Ability to extend a MemorySegment

[Maurizio Cimadamore]

On 22/01/2020 03:37, Michael Zucchi wrote:
>
> Ok fair enough, this wasn't clear at all; as i said there's probably a 
> reason.  I don't think it's a good one but that's just one opinion.
>
> This is what the top of the project page says:
> --
>
>
>   Project Panama: Interconnecting JVM and native code
>
> We are improving and enriching the connections between the Java ^TM 
> virtual machine and well-defined but “foreign” (non-Java) APIs, 
> including many interfaces commonly used by C programmers.
>
> To this end, Project Panama will include most or all of these components:
>
>   * native function calling from JVM (C, C++), specifically per JEP 191
>   * native data access from JVM or inside JVM heap
>   * new data layouts in JVM heap
>   * native metadata definition for JVM
>   * header file API extraction tools (see below)
>   * native library management APIs
>   * native-oriented interpreter and runtime “hooks”
>   * class and method resolution “hooks”
>   * native-oriented JIT optimizations
>   * tooling or wrapper interposition for safety
>   * exploratory work with difficult-to-integrate native libraries
>
> --
>
> I think that's a big enough task already without complicating it for 
> auxiliary purposes, and the design is more complex because of it.

This project page should be revised - since some links (e.g. JEP 191) 
are clearly obsolete. Point noted.

That said, I don't see anything in that list which points to something 
different as to what is being discussed here... Panama has always been 
about inventing new technologies which would allow Java programs to 
speak about foreign functions *and* foreign data. Most people in this 
mailing list are concerned with the former, and they can't see (or 
decide not to see) the connection with the latter.

Directives:
**1.** In the Project Panama message, condense the paragraph beginning "That said, I don't see anything" into a shorter version that keeps its main facts.
**2.** Select every line in the listing that contains the string "black".
The listing that follows has no connection to the Project Panama message above.

Records for the task:
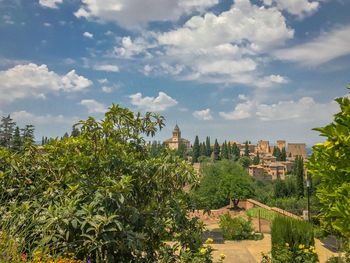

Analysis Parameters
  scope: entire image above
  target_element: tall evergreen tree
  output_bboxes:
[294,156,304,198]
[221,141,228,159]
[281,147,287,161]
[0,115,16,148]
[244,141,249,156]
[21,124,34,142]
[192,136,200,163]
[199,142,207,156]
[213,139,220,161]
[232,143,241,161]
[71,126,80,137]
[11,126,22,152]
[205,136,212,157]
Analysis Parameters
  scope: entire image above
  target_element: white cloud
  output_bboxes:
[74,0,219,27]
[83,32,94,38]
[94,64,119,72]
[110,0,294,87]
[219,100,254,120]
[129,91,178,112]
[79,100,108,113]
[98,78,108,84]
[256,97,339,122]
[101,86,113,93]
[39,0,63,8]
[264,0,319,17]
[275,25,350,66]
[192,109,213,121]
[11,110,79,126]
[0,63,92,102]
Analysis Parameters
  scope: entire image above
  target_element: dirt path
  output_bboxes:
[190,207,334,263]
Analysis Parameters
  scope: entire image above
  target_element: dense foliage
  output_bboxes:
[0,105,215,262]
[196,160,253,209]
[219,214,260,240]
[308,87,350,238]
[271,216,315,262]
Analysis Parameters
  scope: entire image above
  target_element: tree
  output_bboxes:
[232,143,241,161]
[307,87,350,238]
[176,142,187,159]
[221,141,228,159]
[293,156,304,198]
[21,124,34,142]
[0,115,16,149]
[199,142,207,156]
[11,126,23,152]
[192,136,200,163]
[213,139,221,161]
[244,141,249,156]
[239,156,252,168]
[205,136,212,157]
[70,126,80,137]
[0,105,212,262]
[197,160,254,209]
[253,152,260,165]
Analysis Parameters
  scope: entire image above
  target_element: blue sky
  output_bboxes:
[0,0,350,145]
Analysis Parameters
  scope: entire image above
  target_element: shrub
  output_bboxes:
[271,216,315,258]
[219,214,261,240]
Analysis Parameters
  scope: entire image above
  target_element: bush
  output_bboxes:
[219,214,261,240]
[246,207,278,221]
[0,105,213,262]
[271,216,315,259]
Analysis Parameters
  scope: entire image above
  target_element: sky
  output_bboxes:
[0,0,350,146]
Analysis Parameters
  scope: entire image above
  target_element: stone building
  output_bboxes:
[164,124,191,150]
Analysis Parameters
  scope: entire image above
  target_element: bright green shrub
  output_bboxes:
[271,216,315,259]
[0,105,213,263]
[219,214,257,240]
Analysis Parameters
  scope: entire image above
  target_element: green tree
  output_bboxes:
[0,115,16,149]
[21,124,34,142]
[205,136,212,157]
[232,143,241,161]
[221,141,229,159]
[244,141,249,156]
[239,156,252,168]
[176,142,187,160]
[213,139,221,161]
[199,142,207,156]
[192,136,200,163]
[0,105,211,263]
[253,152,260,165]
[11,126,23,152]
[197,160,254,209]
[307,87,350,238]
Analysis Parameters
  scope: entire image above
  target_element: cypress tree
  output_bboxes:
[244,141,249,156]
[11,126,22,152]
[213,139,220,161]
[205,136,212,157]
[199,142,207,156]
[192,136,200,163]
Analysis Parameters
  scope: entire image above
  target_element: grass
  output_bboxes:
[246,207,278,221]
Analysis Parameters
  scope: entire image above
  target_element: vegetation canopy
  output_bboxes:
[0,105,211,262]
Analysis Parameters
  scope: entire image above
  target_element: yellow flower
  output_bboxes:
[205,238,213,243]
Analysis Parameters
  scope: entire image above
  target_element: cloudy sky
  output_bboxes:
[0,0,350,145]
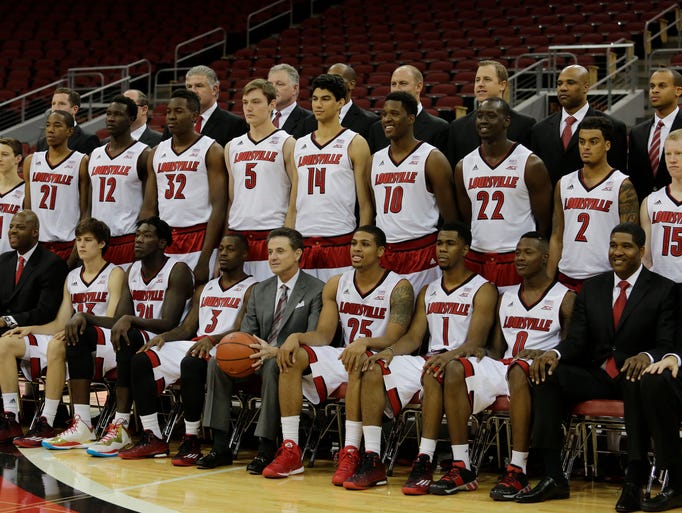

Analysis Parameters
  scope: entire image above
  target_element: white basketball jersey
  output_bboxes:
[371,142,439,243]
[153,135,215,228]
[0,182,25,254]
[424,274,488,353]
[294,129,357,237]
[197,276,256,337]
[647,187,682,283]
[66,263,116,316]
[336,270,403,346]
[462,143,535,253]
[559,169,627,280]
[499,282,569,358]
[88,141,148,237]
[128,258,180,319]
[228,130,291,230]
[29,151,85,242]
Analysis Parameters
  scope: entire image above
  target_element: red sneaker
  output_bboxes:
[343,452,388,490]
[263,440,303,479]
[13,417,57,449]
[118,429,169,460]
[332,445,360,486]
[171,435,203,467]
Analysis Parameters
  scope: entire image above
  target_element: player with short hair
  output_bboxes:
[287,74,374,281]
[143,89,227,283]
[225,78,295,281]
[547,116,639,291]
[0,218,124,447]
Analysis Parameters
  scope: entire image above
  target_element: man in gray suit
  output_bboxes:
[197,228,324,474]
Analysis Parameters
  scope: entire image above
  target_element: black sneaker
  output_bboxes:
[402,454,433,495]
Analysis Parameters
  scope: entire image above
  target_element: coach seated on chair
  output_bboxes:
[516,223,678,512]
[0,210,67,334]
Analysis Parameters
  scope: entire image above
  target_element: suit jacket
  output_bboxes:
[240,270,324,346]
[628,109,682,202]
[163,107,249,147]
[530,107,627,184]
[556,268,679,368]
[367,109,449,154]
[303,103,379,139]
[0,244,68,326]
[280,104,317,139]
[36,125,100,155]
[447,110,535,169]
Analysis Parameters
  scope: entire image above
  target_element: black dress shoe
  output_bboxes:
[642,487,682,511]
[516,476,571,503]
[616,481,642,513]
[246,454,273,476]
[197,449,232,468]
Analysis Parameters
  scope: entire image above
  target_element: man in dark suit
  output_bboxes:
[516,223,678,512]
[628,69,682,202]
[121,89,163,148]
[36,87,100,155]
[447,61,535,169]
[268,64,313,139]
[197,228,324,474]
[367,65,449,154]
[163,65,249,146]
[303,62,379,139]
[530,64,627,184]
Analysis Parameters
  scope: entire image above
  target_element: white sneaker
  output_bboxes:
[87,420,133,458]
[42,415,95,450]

Exercise answers:
**1.** Nothing in the project page's list points to anything different from what is under discussion. Panama has always been about inventing technologies that let Java programs address both foreign functions and foreign data. Most people on the mailing list care about the former and can't see, or choose not to see, its connection to the latter.

**2.**
  target_element: black sneaker
  target_element: black dress shoe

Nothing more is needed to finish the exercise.